[Activity]
Once the line containing "Target: deer nose" has been copied, stop; copy every line before it exactly, beginning with the first line of the material below.

━━━━━━━━━━━━━━━━━━━━━━━━━━━━━━

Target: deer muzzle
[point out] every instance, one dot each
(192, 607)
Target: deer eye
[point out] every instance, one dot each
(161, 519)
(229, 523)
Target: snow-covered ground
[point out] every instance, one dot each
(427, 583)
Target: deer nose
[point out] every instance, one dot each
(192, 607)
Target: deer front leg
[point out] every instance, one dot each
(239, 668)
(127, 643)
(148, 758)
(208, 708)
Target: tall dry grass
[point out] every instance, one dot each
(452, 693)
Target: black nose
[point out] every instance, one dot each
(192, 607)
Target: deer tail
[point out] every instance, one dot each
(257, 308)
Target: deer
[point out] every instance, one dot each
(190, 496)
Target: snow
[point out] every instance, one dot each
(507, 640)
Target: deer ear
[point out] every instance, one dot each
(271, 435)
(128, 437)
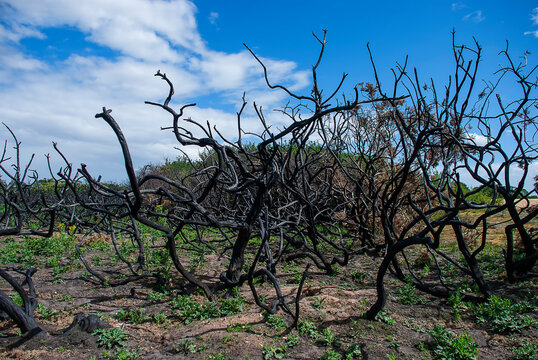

━━━━━━━━━━━━━━━━━━━━━━━━━━━━━━

[Written answer]
Target: deer muzzle
[point out] every instance, one dot each
(192, 607)
Target: deer eye
[point out] every instance, one dot each
(161, 519)
(229, 523)
Target: snow-covered ground
[point out] every instance, one dot each
(427, 583)
Target: deer nose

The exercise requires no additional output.